> [Activity]:
Print every line below that comes at or after the line containing "Task: point out every instance of the slate", exactly as written.

> [Task input]:
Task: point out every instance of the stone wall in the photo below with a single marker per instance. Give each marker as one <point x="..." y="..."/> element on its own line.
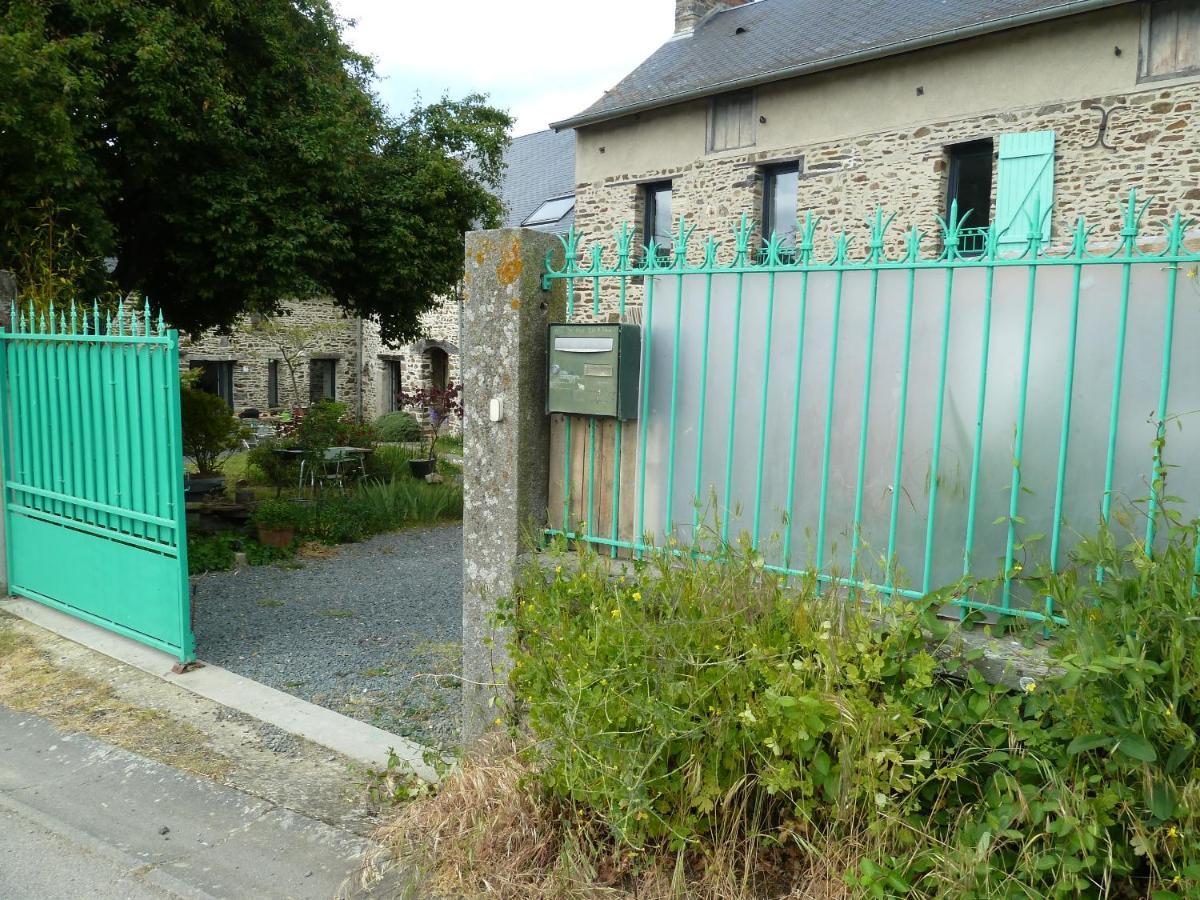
<point x="439" y="331"/>
<point x="251" y="349"/>
<point x="1155" y="139"/>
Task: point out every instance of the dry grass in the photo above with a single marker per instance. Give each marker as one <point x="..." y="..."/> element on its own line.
<point x="487" y="833"/>
<point x="31" y="683"/>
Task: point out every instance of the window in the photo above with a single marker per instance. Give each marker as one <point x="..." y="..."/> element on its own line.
<point x="322" y="379"/>
<point x="731" y="121"/>
<point x="780" y="185"/>
<point x="1170" y="39"/>
<point x="395" y="383"/>
<point x="216" y="378"/>
<point x="1024" y="189"/>
<point x="551" y="211"/>
<point x="439" y="367"/>
<point x="658" y="226"/>
<point x="970" y="184"/>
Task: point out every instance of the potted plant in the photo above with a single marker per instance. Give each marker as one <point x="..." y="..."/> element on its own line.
<point x="210" y="435"/>
<point x="439" y="403"/>
<point x="275" y="522"/>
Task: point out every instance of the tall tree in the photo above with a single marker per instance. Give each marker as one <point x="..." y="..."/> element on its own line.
<point x="233" y="155"/>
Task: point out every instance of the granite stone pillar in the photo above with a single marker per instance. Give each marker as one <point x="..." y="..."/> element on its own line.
<point x="505" y="442"/>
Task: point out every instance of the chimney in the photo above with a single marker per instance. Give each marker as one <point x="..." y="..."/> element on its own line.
<point x="690" y="13"/>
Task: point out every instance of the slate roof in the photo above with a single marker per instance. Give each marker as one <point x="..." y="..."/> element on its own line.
<point x="540" y="167"/>
<point x="783" y="39"/>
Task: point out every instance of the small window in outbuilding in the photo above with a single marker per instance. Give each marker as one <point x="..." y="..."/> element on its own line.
<point x="550" y="211"/>
<point x="322" y="379"/>
<point x="970" y="185"/>
<point x="1170" y="39"/>
<point x="658" y="225"/>
<point x="780" y="185"/>
<point x="731" y="121"/>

> [The answer]:
Task: point out every instance of the slate roof in the photo above with a single marker per instance. Give each marker as one <point x="..." y="..."/> element on its own line.
<point x="540" y="167"/>
<point x="783" y="39"/>
Task: point out every instance of the small window in outbuilding in the photo above with a single marker per instance. Give each marker as one <point x="..." y="..."/> element on its own line.
<point x="550" y="211"/>
<point x="322" y="379"/>
<point x="970" y="185"/>
<point x="1170" y="39"/>
<point x="658" y="225"/>
<point x="780" y="185"/>
<point x="731" y="121"/>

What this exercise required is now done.